*Material for this exercise*.
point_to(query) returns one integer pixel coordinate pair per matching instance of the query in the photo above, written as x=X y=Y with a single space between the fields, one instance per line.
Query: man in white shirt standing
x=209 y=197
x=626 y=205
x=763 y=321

*Your goal*. Repeat all the entries exactly as given.

*Correct output*.
point_to(query) returns one integer pixel coordinate pair per matching instance of the query in the photo above, written as x=X y=Y with a single space between the fields, one instance per line.
Query: man in white shirt standing
x=209 y=197
x=626 y=205
x=763 y=321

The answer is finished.